---- RECORD SET
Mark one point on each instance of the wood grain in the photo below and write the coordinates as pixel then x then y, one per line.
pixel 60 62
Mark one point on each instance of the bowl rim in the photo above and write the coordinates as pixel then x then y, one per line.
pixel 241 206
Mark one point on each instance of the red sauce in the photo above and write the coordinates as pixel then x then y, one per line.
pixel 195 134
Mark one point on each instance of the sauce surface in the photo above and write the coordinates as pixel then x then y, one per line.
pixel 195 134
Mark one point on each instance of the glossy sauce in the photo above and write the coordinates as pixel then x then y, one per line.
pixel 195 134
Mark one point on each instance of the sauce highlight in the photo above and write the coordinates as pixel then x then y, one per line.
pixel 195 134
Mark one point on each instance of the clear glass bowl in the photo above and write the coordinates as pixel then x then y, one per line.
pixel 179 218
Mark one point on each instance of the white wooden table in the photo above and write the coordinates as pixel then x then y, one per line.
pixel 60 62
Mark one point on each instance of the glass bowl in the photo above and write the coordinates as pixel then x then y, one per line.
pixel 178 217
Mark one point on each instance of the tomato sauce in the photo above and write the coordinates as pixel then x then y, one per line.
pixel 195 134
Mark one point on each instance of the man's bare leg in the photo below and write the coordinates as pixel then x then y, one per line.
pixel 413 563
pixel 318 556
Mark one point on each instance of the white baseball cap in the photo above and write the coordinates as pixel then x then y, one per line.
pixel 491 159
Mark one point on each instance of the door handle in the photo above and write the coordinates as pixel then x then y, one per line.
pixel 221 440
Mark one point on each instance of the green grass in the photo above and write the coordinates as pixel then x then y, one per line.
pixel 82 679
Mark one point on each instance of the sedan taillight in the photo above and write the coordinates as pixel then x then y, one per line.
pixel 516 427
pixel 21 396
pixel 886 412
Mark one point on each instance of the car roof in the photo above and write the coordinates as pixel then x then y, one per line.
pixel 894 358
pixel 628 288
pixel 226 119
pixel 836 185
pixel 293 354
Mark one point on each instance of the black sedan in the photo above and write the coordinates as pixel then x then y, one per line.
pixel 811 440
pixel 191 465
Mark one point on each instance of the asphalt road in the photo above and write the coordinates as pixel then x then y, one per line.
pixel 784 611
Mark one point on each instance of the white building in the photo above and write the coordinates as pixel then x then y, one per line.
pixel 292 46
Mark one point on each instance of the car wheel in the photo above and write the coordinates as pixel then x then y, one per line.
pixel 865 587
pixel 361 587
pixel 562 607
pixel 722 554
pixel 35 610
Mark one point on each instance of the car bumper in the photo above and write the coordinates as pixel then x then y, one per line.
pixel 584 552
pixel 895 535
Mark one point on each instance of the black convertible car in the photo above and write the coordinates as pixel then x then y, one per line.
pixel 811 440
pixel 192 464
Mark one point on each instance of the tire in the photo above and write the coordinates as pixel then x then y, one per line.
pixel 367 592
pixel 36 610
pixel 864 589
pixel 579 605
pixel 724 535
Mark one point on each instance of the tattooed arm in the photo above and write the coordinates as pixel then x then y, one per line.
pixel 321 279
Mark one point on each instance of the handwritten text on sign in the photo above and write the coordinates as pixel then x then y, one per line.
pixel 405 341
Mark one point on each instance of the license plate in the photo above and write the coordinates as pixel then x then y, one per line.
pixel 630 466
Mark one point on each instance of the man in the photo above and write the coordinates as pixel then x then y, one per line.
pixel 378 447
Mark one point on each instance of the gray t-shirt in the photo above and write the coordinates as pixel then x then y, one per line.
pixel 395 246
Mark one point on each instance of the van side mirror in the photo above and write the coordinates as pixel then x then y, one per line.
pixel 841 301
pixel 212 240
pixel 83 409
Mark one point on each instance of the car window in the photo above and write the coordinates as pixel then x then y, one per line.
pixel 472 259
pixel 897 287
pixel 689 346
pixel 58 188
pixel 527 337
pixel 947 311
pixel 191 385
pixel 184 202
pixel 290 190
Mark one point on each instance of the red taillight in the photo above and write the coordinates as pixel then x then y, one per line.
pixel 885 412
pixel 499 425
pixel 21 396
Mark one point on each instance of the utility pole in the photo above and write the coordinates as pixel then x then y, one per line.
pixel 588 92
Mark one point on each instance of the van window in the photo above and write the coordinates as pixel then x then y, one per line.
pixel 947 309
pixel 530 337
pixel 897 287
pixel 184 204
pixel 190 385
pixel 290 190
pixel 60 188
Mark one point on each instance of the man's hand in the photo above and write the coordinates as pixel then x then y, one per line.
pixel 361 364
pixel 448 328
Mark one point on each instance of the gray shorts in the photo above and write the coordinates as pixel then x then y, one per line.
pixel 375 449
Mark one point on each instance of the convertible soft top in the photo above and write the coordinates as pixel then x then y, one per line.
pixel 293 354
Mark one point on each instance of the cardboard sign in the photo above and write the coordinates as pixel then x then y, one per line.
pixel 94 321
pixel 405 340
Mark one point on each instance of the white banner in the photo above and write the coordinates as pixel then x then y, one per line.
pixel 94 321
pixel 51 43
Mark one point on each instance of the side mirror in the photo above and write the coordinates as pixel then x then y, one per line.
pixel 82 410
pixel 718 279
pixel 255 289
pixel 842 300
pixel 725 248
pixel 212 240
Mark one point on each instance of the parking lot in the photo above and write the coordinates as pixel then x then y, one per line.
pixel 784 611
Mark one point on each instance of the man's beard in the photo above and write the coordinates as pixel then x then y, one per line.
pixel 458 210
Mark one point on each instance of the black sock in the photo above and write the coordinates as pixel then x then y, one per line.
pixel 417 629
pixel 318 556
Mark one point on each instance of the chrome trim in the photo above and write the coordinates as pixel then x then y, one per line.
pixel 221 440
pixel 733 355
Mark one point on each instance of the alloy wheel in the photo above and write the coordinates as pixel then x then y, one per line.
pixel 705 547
--------
**TASK BRIEF:**
The records above must be output exactly, in full.

**ANSWER FOR THIS EXERCISE:**
Mark one point on each instance of the wood grain in the photo below and write the coordinates as pixel then x then y, one per line.
pixel 60 62
Mark one point on each instance of the bowl rim in the photo above and write the coordinates as pixel then x then y, one per line.
pixel 241 206
Mark one point on each instance of the red sauce in the photo above and write the coordinates as pixel then x then y, one per line.
pixel 195 134
Mark one point on each instance of the sauce surface in the photo above and write the coordinates as pixel then x then y, one per line.
pixel 195 134
Mark one point on each instance of the glossy sauce in the photo above and write the coordinates as pixel then x then y, one per line.
pixel 195 134
Mark one point on each instance of the sauce highlight in the photo above and write the coordinates as pixel then x then y, one per line.
pixel 195 134
Mark one point on each instance of the clear glass bowl in the photo above and write the coordinates as pixel then x then y, one per line.
pixel 179 218
Mark one point on each instance of the white wooden table in the photo above and write the coordinates as pixel then x then y, one per line.
pixel 60 62
Mark one point on each instance of the glass bowl in the photo above and write the coordinates as pixel then x then y, one per line.
pixel 178 217
Mark one point on each instance of the tomato sauce in the photo above and write the coordinates as pixel then x then y, one per line.
pixel 195 134
Mark one point on each instance of the man's bare leg in the photo below and write the coordinates as pixel then x then y, one per line.
pixel 413 563
pixel 318 556
Mark one point on each instance of the white baseball cap in the photo above and write the coordinates as pixel then x then y, one per line.
pixel 491 159
Mark one point on each instance of the door handle in the photo above and write the coordinates as pixel then x then y, one per line.
pixel 221 440
Mark one point on each instance of the green grass in the photo above and write the coordinates as pixel then x then y, one per line.
pixel 82 679
Mark one point on each instance of the sedan taillight in the photo above and write the coordinates as pixel then x then y, one per line.
pixel 516 427
pixel 21 396
pixel 886 412
Mark one point on each instance of the car roof in the photo above and write the coordinates as pixel then x then y, one per line.
pixel 894 358
pixel 628 288
pixel 226 119
pixel 836 185
pixel 293 354
Mark one point on each instance of the black sedan in the photo above and write the coordinates as pixel then x then y, one per line.
pixel 811 440
pixel 191 465
Mark one point on each instance of the asphalt road in the photo above and write the coordinates as pixel then x then y, one per line.
pixel 784 611
Mark one point on each instance of the white building in the photo above and write the coordinates as pixel then x then y, one per line.
pixel 292 46
Mark one point on each instance of the car wheel in the photo above and write the coordinates as pixel then x then y, one per line.
pixel 865 587
pixel 361 587
pixel 562 607
pixel 722 554
pixel 35 610
Mark one point on each instance of the car bumper in the photo above and write the coordinates as pixel then x then y, one per line.
pixel 584 552
pixel 895 535
Mark one point on each instance of the black convertible car in the photo above and write the coordinates as pixel then x then y, one per line.
pixel 811 440
pixel 192 464
Mark one point on each instance of the tire in the photo above and write the coordinates as pixel then x then y, one per line.
pixel 367 592
pixel 36 610
pixel 864 589
pixel 579 605
pixel 724 535
Mark one point on each instance of the tattooed arm in the photo above and write the coordinates as pixel then x then y, one per line.
pixel 321 279
Mark one point on each instance of the handwritten text on sign in the photo above and write the coordinates as pixel then x then y, one per line.
pixel 405 341
Mark one point on each instance of the license plate in the photo above and write the coordinates as pixel then x then y, one per line.
pixel 630 466
Mark one point on each instance of the man in the photo above and write the coordinates as pixel then x then y, one per line.
pixel 378 447
Mark one point on each instance of the gray t-shirt in the photo above and write the coordinates as pixel then x then y, one per line.
pixel 395 246
Mark one point on each instance of the van side mirror in the photo above and write the coordinates as pixel then x then y, one per line.
pixel 841 301
pixel 212 240
pixel 83 409
Mark one point on each instance of the car window in the photo above and write the coordinates as pixel then x then y, one per line.
pixel 472 259
pixel 897 287
pixel 689 346
pixel 58 188
pixel 527 337
pixel 947 311
pixel 191 385
pixel 184 202
pixel 290 190
Mark one point on each instance of the red taillight in the photo above and write the coordinates as pixel then x then y, one per line.
pixel 885 412
pixel 499 425
pixel 21 396
Mark one point on each instance of the utility pole in the photo above and write the coordinates as pixel then x then y, one per line.
pixel 588 92
Mark one point on each instance of the van window in the photo above and write the coordinates as pixel then x then y, one per line.
pixel 947 309
pixel 530 337
pixel 897 287
pixel 184 204
pixel 190 385
pixel 290 190
pixel 60 188
Mark one point on each instance of the man's hand in the photo above and write the coordinates as pixel then x then y, one per line.
pixel 361 364
pixel 448 328
Mark one point on each instance of the gray shorts in the photo above and write the coordinates as pixel then x then y, one per line.
pixel 375 449
Mark one point on each instance of the convertible soft top in the photo above and write the coordinates as pixel then x then y, one per line.
pixel 293 354
Mark one point on each instance of the cardboard sign in the photo above and write the coordinates as pixel then x then y, one per line.
pixel 94 321
pixel 405 340
Mark one point on each instance of the white banner in the photo above and write the coordinates as pixel then x then y, one per line.
pixel 94 321
pixel 51 43
Mark one point on each instance of the side mirror in the photo above and write the coordinates as pixel then x then y, one per line.
pixel 82 410
pixel 718 279
pixel 255 289
pixel 842 300
pixel 725 248
pixel 212 240
Mark one point on each instance of the parking lot in the photo above and write the coordinates as pixel then x then y, one per line.
pixel 784 611
Mark one point on each instance of the man's beard in the photo above and write the coordinates as pixel then x then y, one per line.
pixel 458 210
Mark one point on each instance of the black sock in the photo above and write the coordinates as pixel then x then y, one per line.
pixel 417 629
pixel 318 556
Mark one point on each instance of the chrome trim in the photo above and write the coordinates as pixel then x then y, one per line.
pixel 221 440
pixel 733 355
Mark one point on each instance of the alloy wheel in the photo above and write the coordinates as pixel then x then y, one per line.
pixel 705 547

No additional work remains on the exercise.